Exercise directions — Rewrite the material between the lines holding "label the grass clump, a point per instance." and "label the rocky", inclusive, and swap "flower stalk" for "flower stem" while keeping everything else unchanged. Return only those lines.

Dataset entries
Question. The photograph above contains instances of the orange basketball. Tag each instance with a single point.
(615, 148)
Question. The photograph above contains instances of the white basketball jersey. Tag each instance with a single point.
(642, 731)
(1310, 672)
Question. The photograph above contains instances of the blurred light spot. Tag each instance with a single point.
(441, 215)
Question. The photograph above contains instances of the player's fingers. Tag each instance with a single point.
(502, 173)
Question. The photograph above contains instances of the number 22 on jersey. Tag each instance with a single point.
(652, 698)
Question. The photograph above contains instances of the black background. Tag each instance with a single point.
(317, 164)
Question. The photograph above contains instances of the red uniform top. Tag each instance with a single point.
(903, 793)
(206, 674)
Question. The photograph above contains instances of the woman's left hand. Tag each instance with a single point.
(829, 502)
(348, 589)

---

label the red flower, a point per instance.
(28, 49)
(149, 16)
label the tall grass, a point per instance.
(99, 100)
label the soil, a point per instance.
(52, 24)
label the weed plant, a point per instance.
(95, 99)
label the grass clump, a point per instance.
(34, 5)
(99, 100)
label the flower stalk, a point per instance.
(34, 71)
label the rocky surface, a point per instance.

...

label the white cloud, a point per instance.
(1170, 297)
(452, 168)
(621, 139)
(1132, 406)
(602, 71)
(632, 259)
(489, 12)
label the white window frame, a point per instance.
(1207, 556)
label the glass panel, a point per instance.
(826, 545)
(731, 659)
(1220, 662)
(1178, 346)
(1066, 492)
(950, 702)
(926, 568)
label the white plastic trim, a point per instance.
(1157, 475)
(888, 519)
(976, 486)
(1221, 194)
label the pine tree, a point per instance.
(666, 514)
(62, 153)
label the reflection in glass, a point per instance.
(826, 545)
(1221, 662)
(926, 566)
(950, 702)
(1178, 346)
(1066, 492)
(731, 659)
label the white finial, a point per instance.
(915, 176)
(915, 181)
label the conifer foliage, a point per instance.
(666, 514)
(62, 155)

Result of the task —
label the grass clump, a point per instance.
(34, 5)
(99, 100)
label the flower stem, a point per instance.
(34, 71)
label the rocky surface, a point per instance.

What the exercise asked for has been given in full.